# Written request
Please pick out and copy every line in the records below that contains the string "separated". Case counts.

# Exercise data
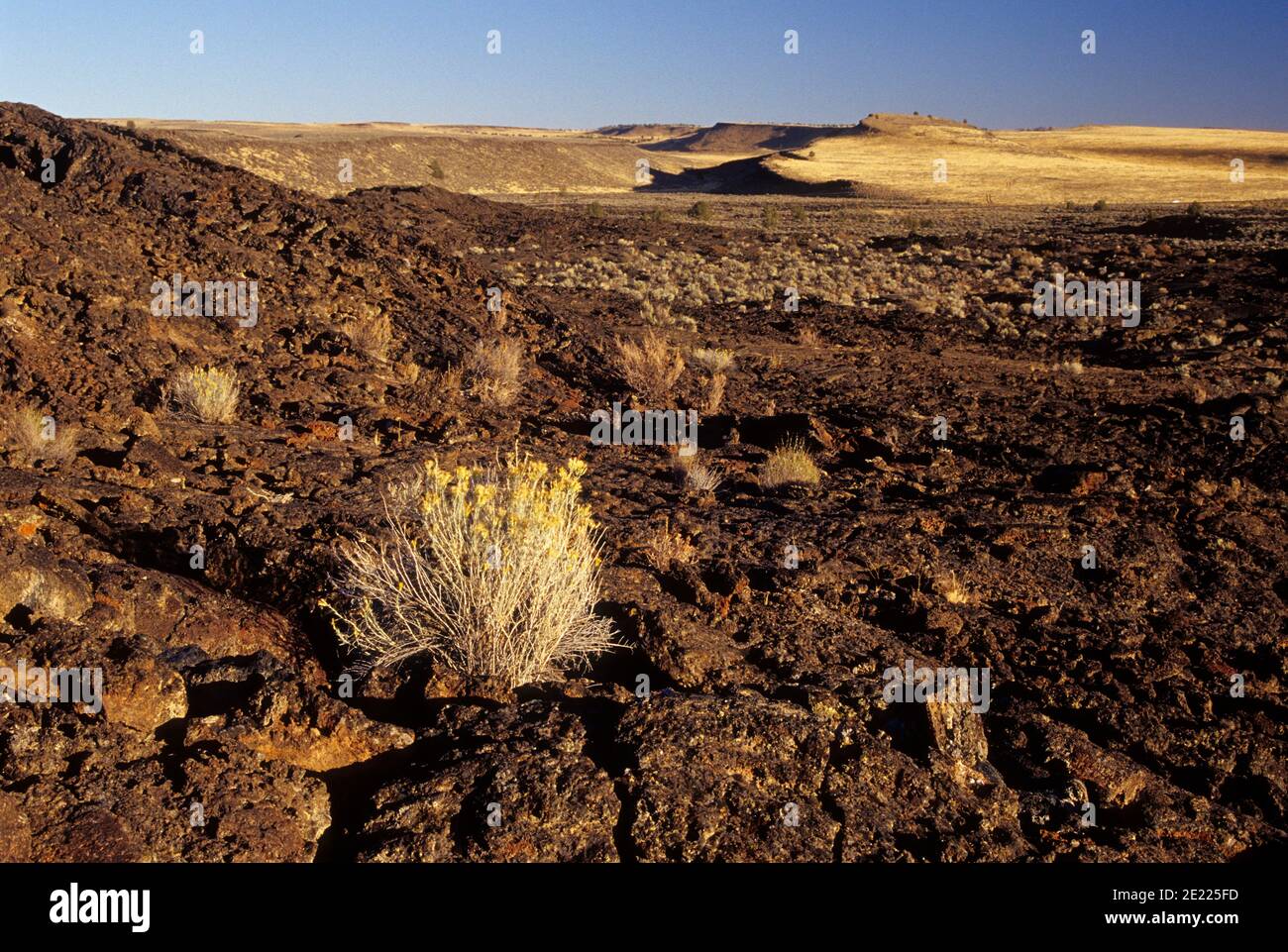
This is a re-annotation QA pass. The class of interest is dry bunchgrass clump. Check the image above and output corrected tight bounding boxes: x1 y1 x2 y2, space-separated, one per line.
614 331 684 404
343 314 394 361
323 454 613 688
644 519 698 572
760 439 823 489
796 326 823 347
934 572 978 605
5 406 80 463
702 373 729 413
684 463 724 496
693 347 733 376
469 338 523 407
170 368 241 423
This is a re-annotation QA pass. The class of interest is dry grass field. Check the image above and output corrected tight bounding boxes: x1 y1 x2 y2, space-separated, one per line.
95 113 1288 205
768 115 1288 203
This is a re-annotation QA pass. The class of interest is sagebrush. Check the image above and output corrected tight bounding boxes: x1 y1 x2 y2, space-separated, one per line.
325 454 613 687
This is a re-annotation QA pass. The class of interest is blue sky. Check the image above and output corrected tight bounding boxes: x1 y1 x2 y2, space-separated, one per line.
0 0 1288 129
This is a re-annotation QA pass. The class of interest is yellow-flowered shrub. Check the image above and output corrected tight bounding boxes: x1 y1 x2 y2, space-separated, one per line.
323 454 613 687
170 368 241 423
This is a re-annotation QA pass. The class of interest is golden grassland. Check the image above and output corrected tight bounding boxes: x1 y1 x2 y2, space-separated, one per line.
767 116 1288 203
95 113 1288 205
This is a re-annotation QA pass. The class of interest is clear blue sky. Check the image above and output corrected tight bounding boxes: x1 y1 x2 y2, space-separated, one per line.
0 0 1288 129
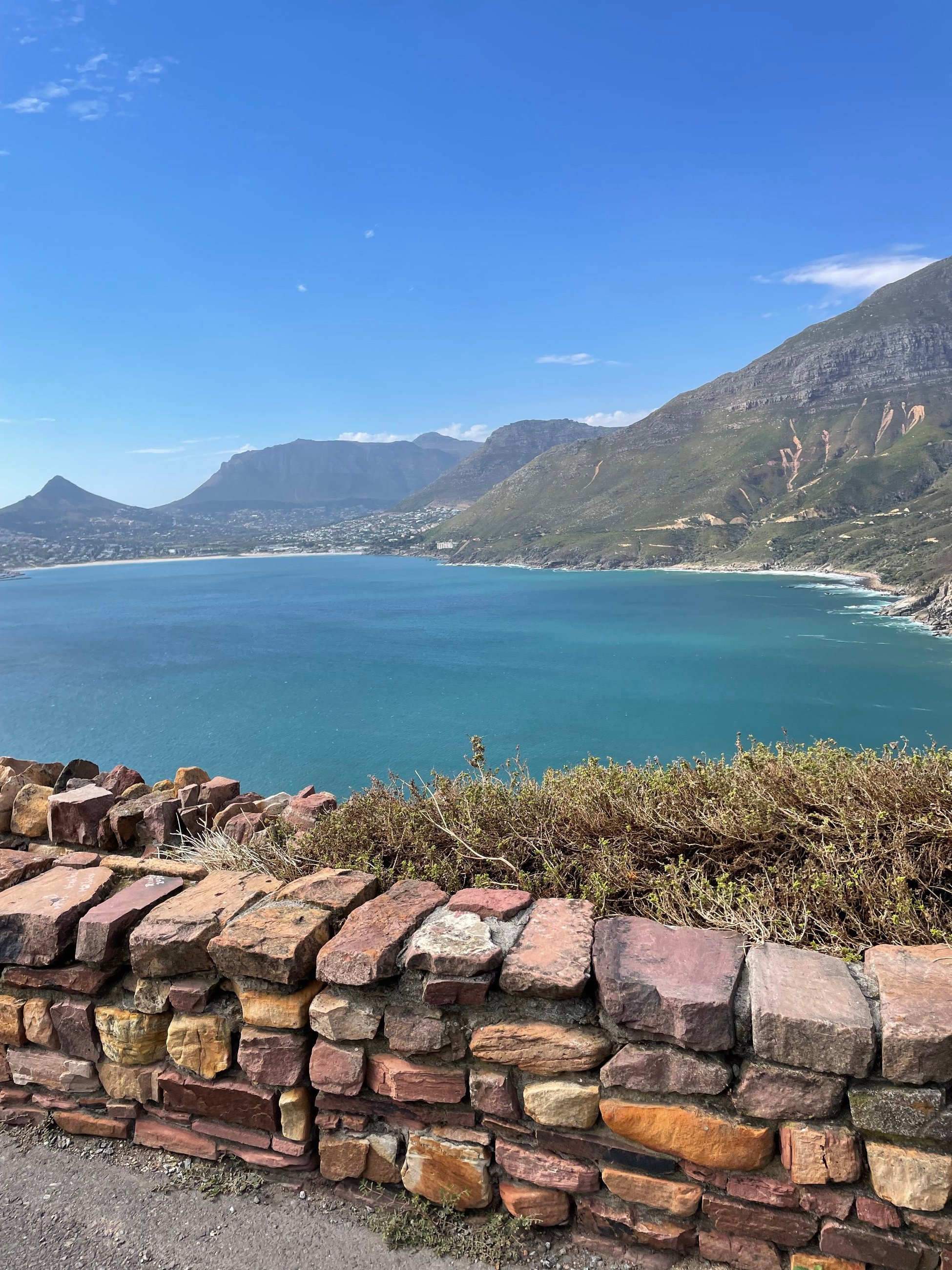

# Worked answer
This is a re-annotation QA pass. The class of interest is dry bunchgrass clump. Check the image above and output corrected tight bounding boxes: x1 y1 x2 y2, space-separated, one per line.
This is a re-annotation QA pass. The class of interest is dry grass field. Check the image above and output corrected tight bounding boxes: x1 y1 x2 y2, space-separated, one per line.
This is a re-annotation QA pass. The class of interest is sagebrush. Check the image above and output corrected tight bounding boxes: x1 y1 x2 y2, space-separated, one per line.
This is a re-annotation QA pass. The class of interest is blue sky. Check the image above and output corrected tight bounding boxes: x1 y1 x2 y2, space-separated, one per line.
This is a re-annotation QA pass. The class of interest is yellow-flowered shrub. Check the image above and output corrected tight bounding boxes: x1 y1 x2 y2, space-separated, one per line.
This is a re-annotation QA pass. The class of interest is golden grassland. Check the image above and output corrected tight bounding boxes: x1 y1 x2 y2, space-separated, one per line.
This is a re-annotation QA pass. The class of interest is clear blue sky. Check the image above and output corrected tight bounding boxes: x1 y1 x2 y2, space-separated, one per line.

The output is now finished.